| WORK INSTRUCTIONS |
(a) According to the text on distribution shift, what must happen to a model facing concept drift?
(b) Please check each statement against the text on distribution shift and mark it yes or no, quoting the words that decide it: (i) Under covariate shift, the relationship between inputs and outputs changes. (ii) Label shift forces the model to recalibrate. (iii) A model facing covariate shift can be reweighted.
(c) Extend the text on distribution shift past its final sentence.

| PAGE EXCERPT |
* * * * * * *

Distribution Shift
Distribution shift is the systematic failure of machine learning models when the statistical distribution of input data at deployment time differs from the distribution encountered during training. It is not a marginal inconvenience but the central challenge of applied machine learning: models are trained on historical data and deployed into the future, and the future is never a random sample from the past. The shift can be sudden — a pandemic changes consumer behavior overnight — or gradual — a recommendation system alters the preferences of the users it was trained to predict. In both cases, the model's assumptions become liabilities, and its predictions become fictions dressed in the language of probability.
The taxonomy of distribution shift reveals the structural assumptions embedded in model design. Covariate shift occurs when the distribution of inputs changes but the conditional relationship between inputs and outputs remains stable. Concept drift occurs when the relationship itself changes — the same input now maps to a different output. Label shift occurs when the distribution of outputs changes, forcing the model to recalibrate. These categories are not merely descriptive; they determine which correction methods are theoretically justified. A model facing covariate shift can be reweighted; a model facing concept drift must be retrained or abandoned.

* * * * * * *

| STUDY MATERIAL |
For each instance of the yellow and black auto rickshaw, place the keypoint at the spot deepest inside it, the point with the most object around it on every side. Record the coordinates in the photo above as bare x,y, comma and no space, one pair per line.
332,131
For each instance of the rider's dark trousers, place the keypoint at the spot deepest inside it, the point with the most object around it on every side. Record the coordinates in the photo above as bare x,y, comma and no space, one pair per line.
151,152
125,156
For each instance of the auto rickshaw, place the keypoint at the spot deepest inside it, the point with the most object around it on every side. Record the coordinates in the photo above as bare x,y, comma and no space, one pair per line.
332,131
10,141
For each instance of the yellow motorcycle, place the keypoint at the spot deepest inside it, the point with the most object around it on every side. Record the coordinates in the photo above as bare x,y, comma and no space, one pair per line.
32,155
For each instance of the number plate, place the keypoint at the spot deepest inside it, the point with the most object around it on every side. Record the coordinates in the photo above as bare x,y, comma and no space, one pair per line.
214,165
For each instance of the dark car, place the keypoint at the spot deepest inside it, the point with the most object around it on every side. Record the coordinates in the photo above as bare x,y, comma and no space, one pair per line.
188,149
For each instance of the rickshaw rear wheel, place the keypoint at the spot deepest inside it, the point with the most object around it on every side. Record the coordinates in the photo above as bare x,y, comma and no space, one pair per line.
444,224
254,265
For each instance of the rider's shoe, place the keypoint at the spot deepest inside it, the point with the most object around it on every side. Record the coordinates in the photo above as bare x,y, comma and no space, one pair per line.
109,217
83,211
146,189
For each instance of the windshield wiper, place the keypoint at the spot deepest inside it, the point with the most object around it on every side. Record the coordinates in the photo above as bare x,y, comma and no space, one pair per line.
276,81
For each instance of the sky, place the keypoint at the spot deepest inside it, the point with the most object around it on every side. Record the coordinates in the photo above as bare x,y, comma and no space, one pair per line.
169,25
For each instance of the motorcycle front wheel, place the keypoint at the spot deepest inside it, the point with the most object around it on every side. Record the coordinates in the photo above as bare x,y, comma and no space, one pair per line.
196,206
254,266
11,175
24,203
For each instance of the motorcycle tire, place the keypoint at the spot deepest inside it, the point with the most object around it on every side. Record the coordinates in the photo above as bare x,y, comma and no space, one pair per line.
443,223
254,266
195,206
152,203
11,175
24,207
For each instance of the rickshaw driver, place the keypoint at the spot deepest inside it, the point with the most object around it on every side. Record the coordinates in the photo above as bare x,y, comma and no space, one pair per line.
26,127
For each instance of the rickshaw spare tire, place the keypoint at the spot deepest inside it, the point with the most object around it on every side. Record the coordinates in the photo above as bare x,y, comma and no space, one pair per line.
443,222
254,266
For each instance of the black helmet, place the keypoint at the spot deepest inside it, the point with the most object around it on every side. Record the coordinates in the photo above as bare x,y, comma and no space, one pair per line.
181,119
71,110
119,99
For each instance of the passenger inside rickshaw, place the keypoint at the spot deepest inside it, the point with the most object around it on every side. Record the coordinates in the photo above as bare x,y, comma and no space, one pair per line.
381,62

* * * * * * *

| TASK-BY-TASK ANSWERS |
(a) It must be retrained or abandoned.

(b)
(i) No: "the conditional relationship between inputs and outputs remains stable"
(ii) Yes: "Label shift occurs when the distribution of outputs changes, forcing the model to recalibrate"
(iii) Yes: "A model facing covariate shift can be reweighted"

(c)
The deeper insight is that distribution shift is not a machine learning problem but a systems problem. A model is a component embedded in a larger sociotechnical system, and its inputs are not exogenous variables but outputs of other processes — human behavior, economic conditions, competing algorithms. The distribution shifts because the system evolves, and the model's predictions are themselves inputs to the system, creating feedback loops that amplify or dampen the shift. The question is not how to make models robust to distribution shift but how to design systems that can detect, adapt to, and potentially exploit the shift. Machine learning without systems thinking is astrology with better graphics.